▶ **Brano da leggere**
Questa guerra mi ha tolto tutto, lasciandomi solo la paura. Mi ha tolto il tempo di prendermi cura di mio padre malato, il tempo di leggere i libri che riempiono la mia casa. Mi ha tolto il futuro, soffocandomi in un presente di povertà e terrore. Ma lassù hanno bisogno di me, di noi, e noi rispondiamo alla chiamata.

Con il passar del tempo Agata si rende utile anche in infermeria aiutando il dottor Janes e il capitano  Colman la considera una donna coraggiosa come un fedele e tenace soldato. Tutte le donne si sentono ormai parte di quell’esercito accampato sulle montagne, tanto che non esiteranno a imbracciare un fucile per combattere e sentirsi vicino a loro.

▶ **Esercizio**
Le affermazioni (a), (b) e (c) concordano con il brano? Rispondi sì o no a ciascuna e cita le parole del brano che lo stabiliscono.
(a) Agata aiuta il dottor Janes in infermeria.
(b) La guerra ha lasciato a chi parla il tempo di leggere i libri.
(c) Le donne si rifiutano di imbracciare un fucile.

▶ **Dati disponibili**
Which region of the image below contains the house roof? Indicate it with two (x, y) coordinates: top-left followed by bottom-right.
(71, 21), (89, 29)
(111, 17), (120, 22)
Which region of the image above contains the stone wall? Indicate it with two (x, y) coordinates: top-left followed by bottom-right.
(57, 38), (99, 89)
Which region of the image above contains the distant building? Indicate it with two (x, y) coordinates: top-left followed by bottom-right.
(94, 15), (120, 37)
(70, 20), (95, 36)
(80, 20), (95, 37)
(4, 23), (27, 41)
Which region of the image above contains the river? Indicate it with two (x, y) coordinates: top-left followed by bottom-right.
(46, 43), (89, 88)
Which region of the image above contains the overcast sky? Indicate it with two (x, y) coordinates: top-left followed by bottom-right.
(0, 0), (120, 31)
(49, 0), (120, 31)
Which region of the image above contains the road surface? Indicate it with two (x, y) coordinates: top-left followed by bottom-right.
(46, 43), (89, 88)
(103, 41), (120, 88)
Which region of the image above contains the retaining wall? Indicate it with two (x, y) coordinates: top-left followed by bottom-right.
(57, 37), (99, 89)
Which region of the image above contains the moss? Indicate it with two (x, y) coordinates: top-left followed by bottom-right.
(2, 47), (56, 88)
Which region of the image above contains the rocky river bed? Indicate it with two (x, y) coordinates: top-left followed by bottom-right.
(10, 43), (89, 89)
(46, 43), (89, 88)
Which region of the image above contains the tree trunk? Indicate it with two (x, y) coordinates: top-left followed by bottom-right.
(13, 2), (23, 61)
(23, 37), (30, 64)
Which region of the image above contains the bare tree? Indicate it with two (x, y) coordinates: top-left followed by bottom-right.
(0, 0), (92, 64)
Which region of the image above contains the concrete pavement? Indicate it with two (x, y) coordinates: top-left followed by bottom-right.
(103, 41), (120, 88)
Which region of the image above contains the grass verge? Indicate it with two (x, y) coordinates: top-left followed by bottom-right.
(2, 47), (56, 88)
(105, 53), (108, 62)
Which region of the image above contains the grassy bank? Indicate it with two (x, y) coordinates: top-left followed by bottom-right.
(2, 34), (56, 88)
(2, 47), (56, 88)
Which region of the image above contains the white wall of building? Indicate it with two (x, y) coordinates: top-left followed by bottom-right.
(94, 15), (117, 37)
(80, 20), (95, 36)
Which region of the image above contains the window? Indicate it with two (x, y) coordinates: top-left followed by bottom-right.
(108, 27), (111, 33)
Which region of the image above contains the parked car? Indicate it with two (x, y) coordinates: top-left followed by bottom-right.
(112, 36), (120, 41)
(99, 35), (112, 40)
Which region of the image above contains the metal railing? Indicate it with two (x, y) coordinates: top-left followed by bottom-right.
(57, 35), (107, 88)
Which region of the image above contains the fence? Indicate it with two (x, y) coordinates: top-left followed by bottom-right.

▶ **Svolgimento**
(a) Sì: «Agata si rende utile anche in infermeria aiutando il dottor Janes».
(b) No: «Mi ha tolto il tempo di prendermi cura di mio padre malato, il tempo di leggere i libri che riempiono la mia casa».
(c) No: «non esiteranno a imbracciare un fucile per combattere».